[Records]
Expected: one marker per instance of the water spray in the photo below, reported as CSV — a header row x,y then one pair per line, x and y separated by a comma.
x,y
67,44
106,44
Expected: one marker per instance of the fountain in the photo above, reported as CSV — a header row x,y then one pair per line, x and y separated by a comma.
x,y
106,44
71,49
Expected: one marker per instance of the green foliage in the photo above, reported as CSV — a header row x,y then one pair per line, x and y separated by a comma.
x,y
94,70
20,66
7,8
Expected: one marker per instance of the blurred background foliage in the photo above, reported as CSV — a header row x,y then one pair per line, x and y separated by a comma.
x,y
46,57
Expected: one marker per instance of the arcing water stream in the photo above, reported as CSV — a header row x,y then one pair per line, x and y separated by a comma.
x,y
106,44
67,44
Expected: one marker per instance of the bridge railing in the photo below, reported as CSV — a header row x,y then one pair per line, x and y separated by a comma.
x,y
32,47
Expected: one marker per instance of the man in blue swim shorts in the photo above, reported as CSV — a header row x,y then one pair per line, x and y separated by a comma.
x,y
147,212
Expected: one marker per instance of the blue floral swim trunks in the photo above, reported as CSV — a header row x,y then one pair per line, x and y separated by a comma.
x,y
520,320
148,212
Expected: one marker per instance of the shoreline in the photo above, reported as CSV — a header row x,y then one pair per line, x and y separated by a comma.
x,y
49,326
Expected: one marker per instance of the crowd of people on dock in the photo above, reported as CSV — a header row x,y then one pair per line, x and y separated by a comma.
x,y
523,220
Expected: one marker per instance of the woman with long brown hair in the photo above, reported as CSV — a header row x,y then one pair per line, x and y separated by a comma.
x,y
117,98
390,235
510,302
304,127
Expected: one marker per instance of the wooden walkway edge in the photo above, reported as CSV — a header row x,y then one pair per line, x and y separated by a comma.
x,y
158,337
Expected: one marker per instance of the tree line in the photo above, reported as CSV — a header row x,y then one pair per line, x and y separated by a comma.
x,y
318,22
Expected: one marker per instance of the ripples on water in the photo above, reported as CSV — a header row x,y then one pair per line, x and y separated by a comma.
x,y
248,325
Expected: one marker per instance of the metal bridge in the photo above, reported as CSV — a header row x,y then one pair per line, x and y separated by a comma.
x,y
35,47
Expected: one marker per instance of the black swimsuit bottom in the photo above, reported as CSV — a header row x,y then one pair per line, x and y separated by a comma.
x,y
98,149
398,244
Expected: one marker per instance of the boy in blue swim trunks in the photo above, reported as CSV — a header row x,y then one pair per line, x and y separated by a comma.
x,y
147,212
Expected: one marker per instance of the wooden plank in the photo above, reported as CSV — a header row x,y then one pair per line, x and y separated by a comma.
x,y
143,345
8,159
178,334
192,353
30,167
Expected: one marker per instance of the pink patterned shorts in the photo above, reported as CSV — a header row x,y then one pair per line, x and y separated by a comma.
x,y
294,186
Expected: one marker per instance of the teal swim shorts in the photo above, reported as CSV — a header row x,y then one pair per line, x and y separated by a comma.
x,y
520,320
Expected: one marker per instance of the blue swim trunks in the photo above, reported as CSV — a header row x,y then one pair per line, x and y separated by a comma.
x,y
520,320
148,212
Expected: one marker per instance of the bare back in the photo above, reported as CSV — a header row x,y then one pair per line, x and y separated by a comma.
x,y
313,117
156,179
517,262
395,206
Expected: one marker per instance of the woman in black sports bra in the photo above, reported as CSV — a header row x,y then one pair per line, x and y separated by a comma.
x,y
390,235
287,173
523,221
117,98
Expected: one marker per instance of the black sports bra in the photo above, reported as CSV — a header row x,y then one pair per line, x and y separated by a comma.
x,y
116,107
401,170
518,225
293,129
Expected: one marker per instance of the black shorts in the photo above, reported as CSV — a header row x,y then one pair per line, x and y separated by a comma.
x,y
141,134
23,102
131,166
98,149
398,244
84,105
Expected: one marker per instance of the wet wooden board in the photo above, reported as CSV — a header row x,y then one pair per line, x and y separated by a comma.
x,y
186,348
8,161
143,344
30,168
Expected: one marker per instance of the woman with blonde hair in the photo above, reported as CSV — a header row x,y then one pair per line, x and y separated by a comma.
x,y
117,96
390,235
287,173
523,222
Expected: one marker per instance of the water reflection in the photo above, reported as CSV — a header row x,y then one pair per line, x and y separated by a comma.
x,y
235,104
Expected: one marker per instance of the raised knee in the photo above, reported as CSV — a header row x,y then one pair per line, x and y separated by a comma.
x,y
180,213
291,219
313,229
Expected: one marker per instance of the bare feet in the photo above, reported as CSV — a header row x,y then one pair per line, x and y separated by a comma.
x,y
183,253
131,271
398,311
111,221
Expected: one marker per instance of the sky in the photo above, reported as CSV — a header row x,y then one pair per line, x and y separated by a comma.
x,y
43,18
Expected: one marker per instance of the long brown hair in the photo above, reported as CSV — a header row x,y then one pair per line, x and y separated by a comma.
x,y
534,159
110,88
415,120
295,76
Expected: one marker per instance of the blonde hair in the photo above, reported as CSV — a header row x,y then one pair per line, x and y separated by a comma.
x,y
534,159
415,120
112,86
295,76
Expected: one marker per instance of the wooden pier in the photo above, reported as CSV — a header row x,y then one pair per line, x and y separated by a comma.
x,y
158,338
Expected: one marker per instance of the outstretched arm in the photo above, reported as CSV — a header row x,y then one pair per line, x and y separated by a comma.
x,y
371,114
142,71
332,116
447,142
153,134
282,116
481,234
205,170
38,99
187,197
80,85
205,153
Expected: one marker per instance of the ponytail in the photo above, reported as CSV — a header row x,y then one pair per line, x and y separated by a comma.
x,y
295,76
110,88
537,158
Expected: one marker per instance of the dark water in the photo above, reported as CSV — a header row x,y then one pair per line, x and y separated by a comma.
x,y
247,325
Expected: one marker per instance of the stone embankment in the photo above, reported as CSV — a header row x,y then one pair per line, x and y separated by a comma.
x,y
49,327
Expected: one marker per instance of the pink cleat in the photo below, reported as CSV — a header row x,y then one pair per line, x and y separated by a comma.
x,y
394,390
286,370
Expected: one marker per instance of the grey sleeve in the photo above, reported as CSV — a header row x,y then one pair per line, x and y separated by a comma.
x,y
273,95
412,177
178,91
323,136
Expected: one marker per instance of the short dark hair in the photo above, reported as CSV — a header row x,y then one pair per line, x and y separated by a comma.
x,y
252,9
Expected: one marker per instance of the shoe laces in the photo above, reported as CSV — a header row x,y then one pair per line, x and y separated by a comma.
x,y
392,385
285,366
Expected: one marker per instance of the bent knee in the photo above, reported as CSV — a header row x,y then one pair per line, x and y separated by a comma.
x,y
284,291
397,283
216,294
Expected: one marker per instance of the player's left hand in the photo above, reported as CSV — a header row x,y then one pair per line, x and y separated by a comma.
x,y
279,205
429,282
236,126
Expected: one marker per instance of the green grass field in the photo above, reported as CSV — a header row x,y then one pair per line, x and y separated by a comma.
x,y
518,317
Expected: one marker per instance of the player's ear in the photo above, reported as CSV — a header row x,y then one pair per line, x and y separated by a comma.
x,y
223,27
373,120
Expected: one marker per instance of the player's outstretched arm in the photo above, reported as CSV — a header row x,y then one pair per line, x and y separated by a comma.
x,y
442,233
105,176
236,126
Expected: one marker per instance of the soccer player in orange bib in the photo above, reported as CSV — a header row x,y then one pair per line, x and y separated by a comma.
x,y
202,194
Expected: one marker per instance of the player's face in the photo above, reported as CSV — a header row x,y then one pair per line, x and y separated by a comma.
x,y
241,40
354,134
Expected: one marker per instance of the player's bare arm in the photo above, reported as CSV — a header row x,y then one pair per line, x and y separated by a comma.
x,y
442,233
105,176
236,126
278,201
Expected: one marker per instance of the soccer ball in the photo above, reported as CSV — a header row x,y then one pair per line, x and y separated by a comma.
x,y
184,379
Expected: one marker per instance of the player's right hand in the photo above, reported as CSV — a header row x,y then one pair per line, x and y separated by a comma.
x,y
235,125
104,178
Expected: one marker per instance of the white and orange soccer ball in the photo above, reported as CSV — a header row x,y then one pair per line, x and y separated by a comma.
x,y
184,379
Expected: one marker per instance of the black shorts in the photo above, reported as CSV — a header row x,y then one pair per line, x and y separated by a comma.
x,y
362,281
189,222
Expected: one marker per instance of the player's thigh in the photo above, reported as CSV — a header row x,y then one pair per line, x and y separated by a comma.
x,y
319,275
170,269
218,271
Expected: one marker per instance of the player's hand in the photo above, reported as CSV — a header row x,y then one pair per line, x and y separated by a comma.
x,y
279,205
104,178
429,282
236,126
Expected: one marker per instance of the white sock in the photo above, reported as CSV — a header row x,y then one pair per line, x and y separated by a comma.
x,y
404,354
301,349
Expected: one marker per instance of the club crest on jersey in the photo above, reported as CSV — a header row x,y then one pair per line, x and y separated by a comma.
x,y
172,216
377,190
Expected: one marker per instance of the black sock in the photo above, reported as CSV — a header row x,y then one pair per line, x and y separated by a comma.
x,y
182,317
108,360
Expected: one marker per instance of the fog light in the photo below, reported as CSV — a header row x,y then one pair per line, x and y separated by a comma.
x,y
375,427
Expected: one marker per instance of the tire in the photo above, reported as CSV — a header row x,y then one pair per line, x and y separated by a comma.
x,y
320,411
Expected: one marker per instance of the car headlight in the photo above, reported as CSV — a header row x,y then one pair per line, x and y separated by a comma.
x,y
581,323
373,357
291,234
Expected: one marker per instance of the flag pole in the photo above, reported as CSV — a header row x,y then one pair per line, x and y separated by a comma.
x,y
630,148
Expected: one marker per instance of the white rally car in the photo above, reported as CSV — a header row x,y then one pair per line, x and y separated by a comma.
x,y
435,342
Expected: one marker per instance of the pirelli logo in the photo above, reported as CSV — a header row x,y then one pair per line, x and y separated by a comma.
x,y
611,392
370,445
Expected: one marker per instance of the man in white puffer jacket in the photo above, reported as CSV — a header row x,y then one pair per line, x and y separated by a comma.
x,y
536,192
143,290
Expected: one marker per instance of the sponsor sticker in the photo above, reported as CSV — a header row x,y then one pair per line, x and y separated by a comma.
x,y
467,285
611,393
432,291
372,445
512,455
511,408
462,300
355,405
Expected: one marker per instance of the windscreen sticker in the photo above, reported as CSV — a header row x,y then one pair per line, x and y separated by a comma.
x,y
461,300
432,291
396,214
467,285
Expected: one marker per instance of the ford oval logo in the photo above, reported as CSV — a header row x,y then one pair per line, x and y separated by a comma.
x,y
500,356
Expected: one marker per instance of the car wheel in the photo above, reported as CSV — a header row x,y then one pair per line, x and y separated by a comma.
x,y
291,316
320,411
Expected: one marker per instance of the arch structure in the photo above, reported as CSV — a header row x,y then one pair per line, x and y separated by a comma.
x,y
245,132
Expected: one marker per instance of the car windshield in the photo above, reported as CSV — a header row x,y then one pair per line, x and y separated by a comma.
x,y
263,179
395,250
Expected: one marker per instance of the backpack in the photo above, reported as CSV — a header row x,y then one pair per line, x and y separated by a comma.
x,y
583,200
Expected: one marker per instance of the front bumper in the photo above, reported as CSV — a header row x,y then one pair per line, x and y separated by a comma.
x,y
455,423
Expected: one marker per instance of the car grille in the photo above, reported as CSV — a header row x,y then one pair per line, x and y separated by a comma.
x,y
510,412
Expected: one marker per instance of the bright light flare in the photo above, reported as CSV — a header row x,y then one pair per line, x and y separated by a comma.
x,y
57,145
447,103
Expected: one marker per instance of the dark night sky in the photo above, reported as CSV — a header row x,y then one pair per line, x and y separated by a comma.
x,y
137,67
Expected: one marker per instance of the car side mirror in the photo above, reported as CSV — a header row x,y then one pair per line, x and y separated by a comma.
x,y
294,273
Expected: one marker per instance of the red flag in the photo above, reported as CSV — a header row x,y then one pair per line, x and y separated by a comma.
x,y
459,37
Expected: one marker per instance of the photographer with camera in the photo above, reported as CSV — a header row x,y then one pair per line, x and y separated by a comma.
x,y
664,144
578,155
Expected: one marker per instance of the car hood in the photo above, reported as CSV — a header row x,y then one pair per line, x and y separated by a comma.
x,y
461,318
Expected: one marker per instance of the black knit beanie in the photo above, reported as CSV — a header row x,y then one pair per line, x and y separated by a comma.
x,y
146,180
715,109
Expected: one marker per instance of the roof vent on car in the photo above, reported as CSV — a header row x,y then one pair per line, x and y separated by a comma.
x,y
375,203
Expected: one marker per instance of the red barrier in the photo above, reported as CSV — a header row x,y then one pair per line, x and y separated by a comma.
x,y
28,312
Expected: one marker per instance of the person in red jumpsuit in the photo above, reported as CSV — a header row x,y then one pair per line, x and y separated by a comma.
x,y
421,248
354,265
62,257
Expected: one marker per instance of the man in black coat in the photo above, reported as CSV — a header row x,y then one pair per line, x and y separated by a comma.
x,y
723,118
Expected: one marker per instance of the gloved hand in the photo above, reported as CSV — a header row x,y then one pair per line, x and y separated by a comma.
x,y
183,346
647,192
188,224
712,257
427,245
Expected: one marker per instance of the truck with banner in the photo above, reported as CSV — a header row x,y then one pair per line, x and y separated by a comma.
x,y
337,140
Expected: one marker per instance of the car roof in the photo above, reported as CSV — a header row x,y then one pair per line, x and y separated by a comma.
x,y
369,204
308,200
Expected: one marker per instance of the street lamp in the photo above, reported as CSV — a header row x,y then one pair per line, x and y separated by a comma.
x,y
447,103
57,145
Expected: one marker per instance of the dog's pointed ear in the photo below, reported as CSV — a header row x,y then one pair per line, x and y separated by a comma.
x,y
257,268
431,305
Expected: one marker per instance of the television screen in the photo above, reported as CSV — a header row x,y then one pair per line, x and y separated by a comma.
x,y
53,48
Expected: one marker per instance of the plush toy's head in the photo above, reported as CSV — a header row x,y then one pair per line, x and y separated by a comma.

- Set exercise
Rewrite everything from the line containing "Expected: one marker per instance of the street" down to the last line of the entries as a Markdown table with the columns Row and Line. Number each row and leave out any blank lines.

- Answer for this exercise
| Row | Line |
|---|---|
| 1 | Expected: one marker per instance of the street lamp in the photo above, reported as CSV — a header row x,y then one pair per line, x and y separated by a comma. |
| 2 | x,y |
| 3 | 447,103 |
| 4 | 57,145 |
| 5 | Expected: one marker per instance of the dog's pointed ear in the photo below, reported as CSV — a header row x,y then one pair per line, x and y separated by a comma. |
| 6 | x,y |
| 7 | 257,268 |
| 8 | 431,305 |
| 9 | Expected: one marker per instance of the television screen in the photo above, reported as CSV — a header row x,y then one pair per line, x and y separated by a comma. |
| 10 | x,y |
| 11 | 53,48 |
| 12 | Expected: one marker per instance of the plush toy's head in the photo above, reported as CSV — a header row x,y then one pair per line, x and y separated by a comma. |